§ Set task
Find each line in the entries below that contains the string "Format" and copy those lines out. Treat uppercase and lowercase letters as different when matching.

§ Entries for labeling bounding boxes
———
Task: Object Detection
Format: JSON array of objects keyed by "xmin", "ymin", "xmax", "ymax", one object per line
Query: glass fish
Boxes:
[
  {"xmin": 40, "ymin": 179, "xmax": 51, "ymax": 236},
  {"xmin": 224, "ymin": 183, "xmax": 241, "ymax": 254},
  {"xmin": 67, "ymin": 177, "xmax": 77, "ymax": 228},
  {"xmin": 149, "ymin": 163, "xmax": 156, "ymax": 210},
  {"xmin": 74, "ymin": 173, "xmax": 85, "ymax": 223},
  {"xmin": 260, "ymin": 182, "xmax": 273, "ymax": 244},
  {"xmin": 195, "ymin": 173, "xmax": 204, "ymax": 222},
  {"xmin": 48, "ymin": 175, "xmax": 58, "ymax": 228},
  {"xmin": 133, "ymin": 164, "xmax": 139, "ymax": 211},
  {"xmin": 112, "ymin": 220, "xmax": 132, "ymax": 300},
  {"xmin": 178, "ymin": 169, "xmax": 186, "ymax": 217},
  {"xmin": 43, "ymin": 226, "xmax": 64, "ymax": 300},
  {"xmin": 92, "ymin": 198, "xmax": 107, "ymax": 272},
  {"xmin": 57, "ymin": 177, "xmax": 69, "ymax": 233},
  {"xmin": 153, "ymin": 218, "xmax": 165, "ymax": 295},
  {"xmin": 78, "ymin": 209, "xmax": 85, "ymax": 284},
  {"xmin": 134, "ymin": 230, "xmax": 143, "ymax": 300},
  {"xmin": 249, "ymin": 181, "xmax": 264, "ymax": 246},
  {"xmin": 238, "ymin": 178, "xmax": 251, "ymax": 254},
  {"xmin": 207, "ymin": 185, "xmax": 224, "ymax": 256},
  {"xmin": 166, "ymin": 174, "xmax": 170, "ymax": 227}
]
———
§ Written response
Format: JSON array of objects keyed by "xmin", "ymin", "xmax", "ymax", one object per line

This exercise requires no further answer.